YOUR TASK >> Write out the records below again, swapping "Indicate each instance with a pin" for "Mark every occurrence with a point" wherever it occurs and leaving everything else unchanged.

[Coordinate annotation records]
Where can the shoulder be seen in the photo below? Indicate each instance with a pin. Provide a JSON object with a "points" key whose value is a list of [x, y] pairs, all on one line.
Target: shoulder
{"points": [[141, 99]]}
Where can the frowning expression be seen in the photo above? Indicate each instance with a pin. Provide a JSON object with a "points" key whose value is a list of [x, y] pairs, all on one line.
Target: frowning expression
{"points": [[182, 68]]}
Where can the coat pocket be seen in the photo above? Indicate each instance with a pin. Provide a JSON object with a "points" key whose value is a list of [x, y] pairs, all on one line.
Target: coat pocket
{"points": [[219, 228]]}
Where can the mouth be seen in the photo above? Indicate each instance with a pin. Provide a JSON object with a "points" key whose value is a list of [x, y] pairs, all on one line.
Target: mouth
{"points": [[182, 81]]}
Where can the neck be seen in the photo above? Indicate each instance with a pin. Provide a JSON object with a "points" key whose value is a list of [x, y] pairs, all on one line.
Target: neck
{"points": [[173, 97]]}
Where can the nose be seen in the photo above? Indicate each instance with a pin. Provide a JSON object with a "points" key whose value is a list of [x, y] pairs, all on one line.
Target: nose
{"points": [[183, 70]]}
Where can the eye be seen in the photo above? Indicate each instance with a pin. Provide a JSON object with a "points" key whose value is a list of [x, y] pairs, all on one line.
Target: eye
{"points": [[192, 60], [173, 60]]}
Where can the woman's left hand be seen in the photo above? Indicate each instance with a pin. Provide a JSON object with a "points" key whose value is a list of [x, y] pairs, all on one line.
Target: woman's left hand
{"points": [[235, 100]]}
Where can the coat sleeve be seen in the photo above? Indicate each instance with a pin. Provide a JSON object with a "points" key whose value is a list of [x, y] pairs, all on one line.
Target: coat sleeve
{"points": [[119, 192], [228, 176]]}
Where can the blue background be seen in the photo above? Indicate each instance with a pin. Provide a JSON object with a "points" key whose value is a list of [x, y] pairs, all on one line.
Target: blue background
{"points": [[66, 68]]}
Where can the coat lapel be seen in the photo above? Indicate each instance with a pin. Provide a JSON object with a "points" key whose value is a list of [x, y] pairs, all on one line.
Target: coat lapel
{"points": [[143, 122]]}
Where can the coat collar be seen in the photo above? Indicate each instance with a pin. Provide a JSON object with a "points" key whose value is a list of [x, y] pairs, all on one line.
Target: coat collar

REPLY TO THE TASK >>
Where can the shoulder be seen in the photo below? Mark every occurrence with a point. Provide a JSON object with a "points" key whose value is a list of [x, y] pairs, all on one line.
Target: shoulder
{"points": [[141, 99]]}
Where can the frowning expression be seen in the photo above? Mark every occurrence with a point. Provide a JSON object with a "points" key whose value is a list of [x, y] pairs, all on one line.
Target: frowning expression
{"points": [[182, 68]]}
Where can the coat pocket be seen in the photo above? Mark every occurrence with a point. Provide a JSON object with a "points" key whose value is a list of [x, y] pairs, all on one line.
Target: coat pocket
{"points": [[219, 228]]}
Where can the mouth be seen in the photo above? Mark every occurrence with a point. Provide a JSON object with a "points" key whose value is a list of [x, y] pairs, all on one line.
Target: mouth
{"points": [[182, 81]]}
Where can the neck be seen in the photo above? Mark every occurrence with a point. Provide a JSON object with a "points" key whose value is a list of [x, y] pairs, all on one line.
Target: neck
{"points": [[173, 97]]}
Where can the nose be seen in the photo above? Mark every occurrence with a point. Provide a JSON object with a "points" key whose value is a list of [x, y] pairs, all on one line.
Target: nose
{"points": [[183, 70]]}
Where can the eye be seen in the photo above? Mark every occurrence with a point. Provide a JSON object with a "points" key whose value is a list of [x, y] pairs, all on one line.
Target: eye
{"points": [[192, 60], [173, 60]]}
Where can the woman's left hand be seen in the photo above? Mark every occurrence with a point. Provide a JSON object with a "points" key whose value is a list of [x, y] pairs, all on one line.
Target: woman's left hand
{"points": [[235, 100]]}
Where can the coat sleeve be seen in the photo above? Mark every occurrence with a point. Provide a JSON object with a "points" key whose value is a list of [x, y] pairs, all on one line.
Target: coat sleeve
{"points": [[119, 192], [228, 176]]}
Where can the blue background be seen in the photo above? Mark every occurrence with a point. Provide a JSON object with a "points" key whose value is a list of [x, y] pairs, all on one line.
Target: blue background
{"points": [[66, 68]]}
Where can the coat lapel be seen in the photo above? Mark every occurrence with a point. Provide a JSON object with a "points" key whose value is a list of [x, y] pairs, all on one line.
Target: coat lapel
{"points": [[143, 122]]}
Where can the coat collar be seen in the photo above? Mark every occurrence with a point. Provide a JSON object with a "points" key whose value is a list of [x, y] pairs, all on one line.
Target: coat collar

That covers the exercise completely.